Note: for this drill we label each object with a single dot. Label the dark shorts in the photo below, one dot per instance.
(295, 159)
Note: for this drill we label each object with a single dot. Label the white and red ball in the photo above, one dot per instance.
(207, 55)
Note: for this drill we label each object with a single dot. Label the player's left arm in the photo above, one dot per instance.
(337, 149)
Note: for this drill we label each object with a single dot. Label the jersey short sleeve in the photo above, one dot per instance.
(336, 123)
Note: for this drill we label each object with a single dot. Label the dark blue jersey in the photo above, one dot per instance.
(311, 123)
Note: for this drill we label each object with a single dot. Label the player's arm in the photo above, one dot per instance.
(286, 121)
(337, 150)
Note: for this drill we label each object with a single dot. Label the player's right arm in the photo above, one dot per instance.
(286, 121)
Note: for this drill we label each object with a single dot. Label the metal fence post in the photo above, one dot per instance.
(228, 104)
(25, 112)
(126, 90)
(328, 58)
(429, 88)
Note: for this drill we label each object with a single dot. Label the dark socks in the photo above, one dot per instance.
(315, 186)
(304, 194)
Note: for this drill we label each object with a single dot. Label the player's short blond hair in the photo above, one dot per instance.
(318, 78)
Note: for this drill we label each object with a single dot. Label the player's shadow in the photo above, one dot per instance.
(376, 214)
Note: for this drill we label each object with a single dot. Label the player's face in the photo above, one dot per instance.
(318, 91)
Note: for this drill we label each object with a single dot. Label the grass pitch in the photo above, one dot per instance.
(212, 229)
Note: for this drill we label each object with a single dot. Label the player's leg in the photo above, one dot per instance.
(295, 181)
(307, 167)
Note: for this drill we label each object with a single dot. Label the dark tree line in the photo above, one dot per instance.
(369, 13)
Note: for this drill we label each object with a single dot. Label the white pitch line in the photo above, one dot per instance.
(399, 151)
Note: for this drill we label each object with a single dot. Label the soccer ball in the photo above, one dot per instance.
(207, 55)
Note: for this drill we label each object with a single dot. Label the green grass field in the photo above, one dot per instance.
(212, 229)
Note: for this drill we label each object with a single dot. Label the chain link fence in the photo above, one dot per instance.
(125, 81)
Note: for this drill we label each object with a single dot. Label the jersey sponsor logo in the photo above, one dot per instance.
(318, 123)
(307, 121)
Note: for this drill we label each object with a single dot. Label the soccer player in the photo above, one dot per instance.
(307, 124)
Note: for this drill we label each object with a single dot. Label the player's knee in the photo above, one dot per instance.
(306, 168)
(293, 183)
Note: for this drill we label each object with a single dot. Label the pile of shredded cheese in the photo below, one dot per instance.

..........

**WHAT IS REQUIRED**.
Each record must be reproduced exactly, with nothing missing.

**ANSWER BOX**.
Note: for this drill we label each object with a single dot. Label the dark shorts in the photo below, one dot per instance.
(295, 159)
Note: for this drill we label each object with a single dot. Label the white and red ball in the photo above, one dot per instance.
(207, 55)
Note: for this drill we label each object with a single dot. Label the player's left arm in the photo above, one dot per instance.
(337, 149)
Note: for this drill we label each object with a single dot. Label the jersey short sleeve in the photo above, one dot per instance.
(336, 123)
Note: for this drill we label each object with a single dot. Label the dark blue jersey in the photo above, one dot per instance.
(311, 123)
Note: for this drill we label each object with a single dot. Label the player's arm in the photo above, one dot per instance.
(286, 121)
(337, 150)
Note: for this drill we label each object with a single dot. Label the player's right arm in the photo above, one dot per instance.
(286, 121)
Note: for this drill we label each object with a single dot. Label the metal fence post in the photo above, one dot per instance.
(228, 104)
(25, 112)
(126, 90)
(328, 58)
(429, 88)
Note: for this drill we label each object with a single dot. Label the dark socks in the photo above, one dot per instance.
(315, 186)
(304, 194)
Note: for this drill we label each object with a single dot. Label the player's short blond hair in the photo above, one dot per instance.
(318, 78)
Note: for this drill we label each object with a single dot. Label the player's shadow in the photo above, one dot per instance.
(376, 214)
Note: for this drill we label each object with a single dot. Label the player's face in the photo above, one dot per instance.
(318, 91)
Note: for this drill we label each object with a single dot. Label the grass pitch in the photo above, one dot per instance.
(212, 229)
Note: for this drill we label each object with a single dot. Label the player's leg in the photo above, one dot per instance.
(295, 181)
(307, 167)
Note: for this drill we label each object with a single dot. Label the dark tree line in the photo above, one dot per instance.
(369, 13)
Note: for this drill we label each object with a single dot. Label the white pitch line in the photo above, one dot per instance.
(399, 151)
Note: for this drill we label each object with a single dot. Label the soccer ball in the photo above, one dot per instance.
(207, 55)
Note: for this drill we label each object with a single dot. Label the green grass field in the photo above, one dot per instance.
(212, 229)
Note: for this drill we label each object with a single dot. Label the chain link fence in the photo above, one dot per instance.
(125, 81)
Note: for this drill we label each object with a single dot. Label the jersey sponsor logo in the photo above, one dot per instance.
(318, 123)
(307, 121)
Note: for this drill we label each object with a single dot. Label the soccer player in the photo above, one dot per instance.
(307, 124)
Note: for this drill we label each object with a single dot. Label the player's knee in the photo above, one dot per instance.
(306, 168)
(293, 183)
Note: for this drill we label each object with a single dot. Label the pile of shredded cheese in the photo below, one dot per instance.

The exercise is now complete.